Erfasste Daten:
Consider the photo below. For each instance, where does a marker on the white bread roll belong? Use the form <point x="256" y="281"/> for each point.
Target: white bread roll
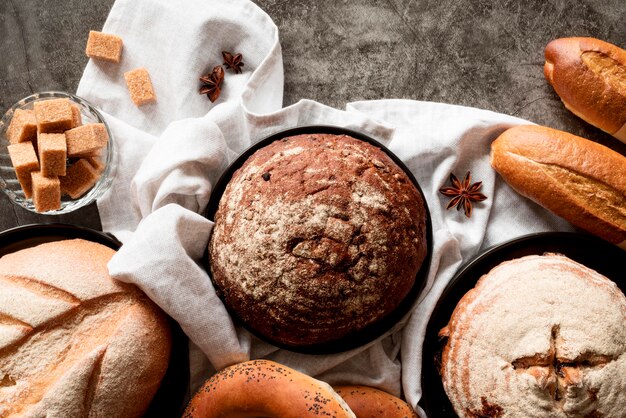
<point x="577" y="179"/>
<point x="74" y="342"/>
<point x="589" y="75"/>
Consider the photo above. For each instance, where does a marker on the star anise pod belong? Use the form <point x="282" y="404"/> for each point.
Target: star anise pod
<point x="211" y="83"/>
<point x="233" y="61"/>
<point x="463" y="193"/>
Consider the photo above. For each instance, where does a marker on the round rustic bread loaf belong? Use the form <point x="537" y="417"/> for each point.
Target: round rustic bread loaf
<point x="74" y="342"/>
<point x="539" y="336"/>
<point x="317" y="236"/>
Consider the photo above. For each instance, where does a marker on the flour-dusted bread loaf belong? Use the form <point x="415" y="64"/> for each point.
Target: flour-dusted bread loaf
<point x="74" y="342"/>
<point x="317" y="236"/>
<point x="539" y="336"/>
<point x="589" y="75"/>
<point x="577" y="179"/>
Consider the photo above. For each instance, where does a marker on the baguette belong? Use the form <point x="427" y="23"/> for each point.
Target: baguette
<point x="589" y="75"/>
<point x="577" y="179"/>
<point x="74" y="342"/>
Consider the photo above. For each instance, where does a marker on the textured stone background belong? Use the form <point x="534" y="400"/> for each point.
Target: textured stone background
<point x="479" y="53"/>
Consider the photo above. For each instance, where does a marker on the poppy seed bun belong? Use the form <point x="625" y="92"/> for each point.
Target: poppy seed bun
<point x="316" y="237"/>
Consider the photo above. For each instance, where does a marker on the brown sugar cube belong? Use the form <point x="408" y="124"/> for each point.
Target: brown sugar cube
<point x="52" y="154"/>
<point x="96" y="163"/>
<point x="80" y="177"/>
<point x="104" y="46"/>
<point x="53" y="116"/>
<point x="77" y="118"/>
<point x="140" y="86"/>
<point x="23" y="126"/>
<point x="86" y="140"/>
<point x="24" y="161"/>
<point x="46" y="192"/>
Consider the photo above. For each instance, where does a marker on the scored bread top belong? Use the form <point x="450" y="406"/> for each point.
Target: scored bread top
<point x="589" y="75"/>
<point x="74" y="342"/>
<point x="317" y="236"/>
<point x="538" y="336"/>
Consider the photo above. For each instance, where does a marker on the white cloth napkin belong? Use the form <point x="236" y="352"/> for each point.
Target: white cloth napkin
<point x="172" y="152"/>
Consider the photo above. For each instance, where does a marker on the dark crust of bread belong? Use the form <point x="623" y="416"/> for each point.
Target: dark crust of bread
<point x="316" y="237"/>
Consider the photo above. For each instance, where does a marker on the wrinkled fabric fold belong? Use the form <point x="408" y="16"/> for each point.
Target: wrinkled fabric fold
<point x="172" y="152"/>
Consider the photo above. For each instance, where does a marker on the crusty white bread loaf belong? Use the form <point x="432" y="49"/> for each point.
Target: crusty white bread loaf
<point x="74" y="342"/>
<point x="580" y="180"/>
<point x="539" y="336"/>
<point x="590" y="77"/>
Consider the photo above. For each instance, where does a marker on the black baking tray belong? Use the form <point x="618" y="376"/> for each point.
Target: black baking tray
<point x="588" y="250"/>
<point x="372" y="331"/>
<point x="169" y="399"/>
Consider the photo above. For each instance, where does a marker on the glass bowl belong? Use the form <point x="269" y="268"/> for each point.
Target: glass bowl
<point x="8" y="179"/>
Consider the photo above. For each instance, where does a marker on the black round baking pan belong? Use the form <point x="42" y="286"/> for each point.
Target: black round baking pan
<point x="169" y="399"/>
<point x="588" y="250"/>
<point x="372" y="331"/>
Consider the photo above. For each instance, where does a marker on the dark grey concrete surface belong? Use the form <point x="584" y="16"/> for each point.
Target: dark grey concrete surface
<point x="479" y="53"/>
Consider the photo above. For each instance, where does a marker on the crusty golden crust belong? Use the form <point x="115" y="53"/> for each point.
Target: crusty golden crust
<point x="590" y="77"/>
<point x="317" y="236"/>
<point x="577" y="179"/>
<point x="263" y="388"/>
<point x="74" y="342"/>
<point x="369" y="402"/>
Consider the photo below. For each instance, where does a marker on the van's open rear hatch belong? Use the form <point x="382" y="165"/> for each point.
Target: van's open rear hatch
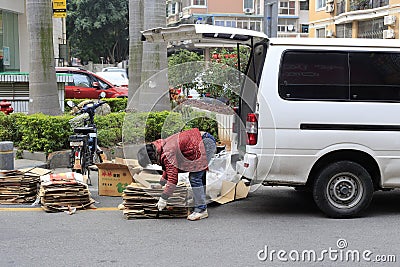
<point x="203" y="35"/>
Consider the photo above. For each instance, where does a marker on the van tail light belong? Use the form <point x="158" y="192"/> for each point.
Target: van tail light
<point x="234" y="121"/>
<point x="252" y="128"/>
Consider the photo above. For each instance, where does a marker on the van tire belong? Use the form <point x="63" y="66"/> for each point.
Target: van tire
<point x="343" y="189"/>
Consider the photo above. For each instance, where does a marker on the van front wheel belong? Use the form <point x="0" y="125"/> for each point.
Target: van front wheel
<point x="343" y="189"/>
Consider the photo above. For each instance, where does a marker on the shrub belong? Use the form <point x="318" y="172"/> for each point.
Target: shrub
<point x="46" y="133"/>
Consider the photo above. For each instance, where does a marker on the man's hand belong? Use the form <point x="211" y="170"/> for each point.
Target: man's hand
<point x="161" y="204"/>
<point x="163" y="181"/>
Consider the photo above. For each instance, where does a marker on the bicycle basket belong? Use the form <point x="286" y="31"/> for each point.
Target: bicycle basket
<point x="79" y="120"/>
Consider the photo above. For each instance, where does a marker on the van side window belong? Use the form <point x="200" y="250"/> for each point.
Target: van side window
<point x="315" y="75"/>
<point x="375" y="76"/>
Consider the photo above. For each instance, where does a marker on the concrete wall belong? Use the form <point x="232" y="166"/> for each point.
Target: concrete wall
<point x="18" y="6"/>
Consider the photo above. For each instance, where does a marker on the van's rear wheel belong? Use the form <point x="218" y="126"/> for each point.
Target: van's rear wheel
<point x="343" y="189"/>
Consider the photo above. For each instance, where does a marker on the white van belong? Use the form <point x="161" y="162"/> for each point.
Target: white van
<point x="322" y="115"/>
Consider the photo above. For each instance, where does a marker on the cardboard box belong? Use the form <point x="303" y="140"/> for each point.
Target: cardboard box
<point x="115" y="176"/>
<point x="231" y="191"/>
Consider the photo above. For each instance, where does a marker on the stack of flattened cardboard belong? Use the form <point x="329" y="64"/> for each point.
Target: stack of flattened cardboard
<point x="63" y="192"/>
<point x="18" y="187"/>
<point x="139" y="200"/>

Zur Aufgabe: Schreiben Sie sämtliche Datensätze oben unverändert ab. Lassen Sie die Bilder dabei weg.

Lösung der Aufgabe:
Consider the photo below. For each instance, where does a marker on the white bread roll belong? Use the form <point x="256" y="281"/> for each point.
Target: white bread roll
<point x="577" y="179"/>
<point x="74" y="342"/>
<point x="589" y="75"/>
Consider the photo above. For each instance, where does a marker on the star anise pod belong? Use the form <point x="282" y="404"/> for each point.
Target: star anise pod
<point x="211" y="83"/>
<point x="233" y="61"/>
<point x="463" y="193"/>
Consider the photo above. For each instance, where does a marker on the round rustic bread loaf belong? Use the form <point x="537" y="417"/> for each point.
Target: round rustic bread loaf
<point x="74" y="342"/>
<point x="539" y="336"/>
<point x="317" y="236"/>
Consider the photo above. For each instance, where does a marker on the flour-dusted bread loaf belong? Use the form <point x="415" y="64"/> for each point.
Target: flour-dusted bread loaf
<point x="74" y="342"/>
<point x="317" y="236"/>
<point x="539" y="336"/>
<point x="589" y="75"/>
<point x="577" y="179"/>
Consider the photo above. For each instance, where does a marker on the baguette belong? Use the form <point x="427" y="23"/> for each point.
Target: baguette
<point x="589" y="75"/>
<point x="577" y="179"/>
<point x="74" y="342"/>
Consider the photo above. For each instance, where does a marker on the textured stone background belong? Use the form <point x="534" y="400"/> for each point.
Target: textured stone background
<point x="479" y="53"/>
Consider the photo above. For each instance, where does a marker on the poppy seed bun belong? Use the form <point x="625" y="92"/> for each point.
Target: poppy seed bun
<point x="316" y="237"/>
Consider the photo above. For each instance, where does a marker on the brown sugar cube belong? Use the form <point x="408" y="124"/> for each point.
Target: brown sugar cube
<point x="52" y="154"/>
<point x="96" y="163"/>
<point x="80" y="177"/>
<point x="104" y="46"/>
<point x="53" y="116"/>
<point x="77" y="118"/>
<point x="140" y="86"/>
<point x="23" y="126"/>
<point x="86" y="140"/>
<point x="24" y="161"/>
<point x="46" y="192"/>
Consider the photo above. For each instance, where does a marker on the scored bread top belong? Use the form <point x="450" y="406"/> for each point.
Target: scored bread top
<point x="589" y="75"/>
<point x="74" y="342"/>
<point x="317" y="236"/>
<point x="538" y="336"/>
Consider the photo above. For each instance, where does a marker on the white cloth napkin belong? Use the form <point x="236" y="352"/> for each point.
Target: white cloth napkin
<point x="172" y="152"/>
Consider the photo above. For each instance, where does a marker on the dark crust of bread belong? Use the form <point x="623" y="416"/> for each point.
Target: dark crust of bread
<point x="316" y="237"/>
Consider the photo above. For each instance, where does a marker on the wrinkled fabric fold belong? Use the form <point x="408" y="16"/> for each point.
Target: wrinkled fabric fold
<point x="172" y="152"/>
Consider the photo above. For each instance, where does a marker on the crusty white bread loaf belong? Use the form <point x="432" y="49"/> for each point.
Target: crusty white bread loaf
<point x="74" y="342"/>
<point x="580" y="180"/>
<point x="539" y="336"/>
<point x="590" y="77"/>
Consider the photo above. For each instance, where does a marker on the black baking tray belong? Use the form <point x="618" y="376"/> for each point.
Target: black baking tray
<point x="588" y="250"/>
<point x="372" y="331"/>
<point x="169" y="399"/>
Consider the photo above. For each instance, where does a marker on the glass bowl belong? Use the form <point x="269" y="268"/> for each point.
Target: glass bowl
<point x="8" y="179"/>
Consider the photo above. For each instance, where does a marker on the black round baking pan belong? Use the form <point x="42" y="286"/> for each point.
Target: black round baking pan
<point x="169" y="399"/>
<point x="588" y="250"/>
<point x="372" y="331"/>
Consider the photo above. For each instance, where does a marker on the dark grey concrete surface belong? Use the form <point x="584" y="16"/> for each point.
Target: dark grey concrete surface
<point x="479" y="53"/>
Consider the photo above. For each instance, where does a marker on the crusty golden crust belong? Use the form <point x="115" y="53"/> for each point.
Target: crusty golden crust
<point x="590" y="77"/>
<point x="317" y="236"/>
<point x="577" y="179"/>
<point x="263" y="388"/>
<point x="74" y="342"/>
<point x="369" y="402"/>
Consider the photo below. For each instance, where does a marker on the van's open rear hatch belong? Use the form <point x="382" y="165"/> for each point.
Target: van's open rear hatch
<point x="203" y="35"/>
Consider the photo above. For each instance, where does a marker on the van tail light belong? Use the form <point x="158" y="192"/> for each point.
Target: van tail light
<point x="234" y="121"/>
<point x="252" y="128"/>
Consider the photo above. For each instance, where does a marker on the van tire belong? Use the form <point x="63" y="66"/> for each point.
Target: van tire
<point x="343" y="189"/>
Consider the photo above. For each instance, where does a marker on the van front wheel belong? Use the form <point x="0" y="125"/> for each point.
Target: van front wheel
<point x="343" y="189"/>
Consider the photo above. For each instance, where does a marker on the shrub belong? Use the form <point x="318" y="172"/> for each point.
Target: shrub
<point x="46" y="133"/>
Consider the photo above. For each instance, where does a marker on the man's hand belong? Use the form <point x="211" y="170"/> for each point.
Target: man's hand
<point x="161" y="204"/>
<point x="163" y="181"/>
Consider the photo above. For each instance, where does a marker on the bicycle basket belong? Use the form <point x="286" y="31"/> for each point.
Target: bicycle basket
<point x="79" y="120"/>
Consider the photo above. For each instance, where does a marker on the van side window belong? Use the form <point x="200" y="250"/> for each point.
Target: van side window
<point x="315" y="75"/>
<point x="375" y="76"/>
Consider the photo above. For each instance, where does a marker on the concrete wall belong? Use the form <point x="232" y="166"/> for each point.
Target: concrete wall
<point x="18" y="6"/>
Consider the photo above. For each instance, where does a marker on the van's rear wheel belong? Use the form <point x="218" y="126"/> for each point.
Target: van's rear wheel
<point x="343" y="189"/>
Consider the photo above. For each instance, where does a marker on the white van belong? Use the form <point x="161" y="162"/> for each point.
Target: white van
<point x="322" y="115"/>
Consider the photo above. For each instance, where does a marker on the cardboard box belong? Use the form <point x="303" y="140"/> for each point.
Target: cardboard box
<point x="115" y="176"/>
<point x="231" y="191"/>
Consider the photo above. For each instance, where does a marker on the stack of flattened cardboard belong? Use the form <point x="329" y="64"/> for each point.
Target: stack of flattened cardboard
<point x="63" y="192"/>
<point x="18" y="187"/>
<point x="139" y="200"/>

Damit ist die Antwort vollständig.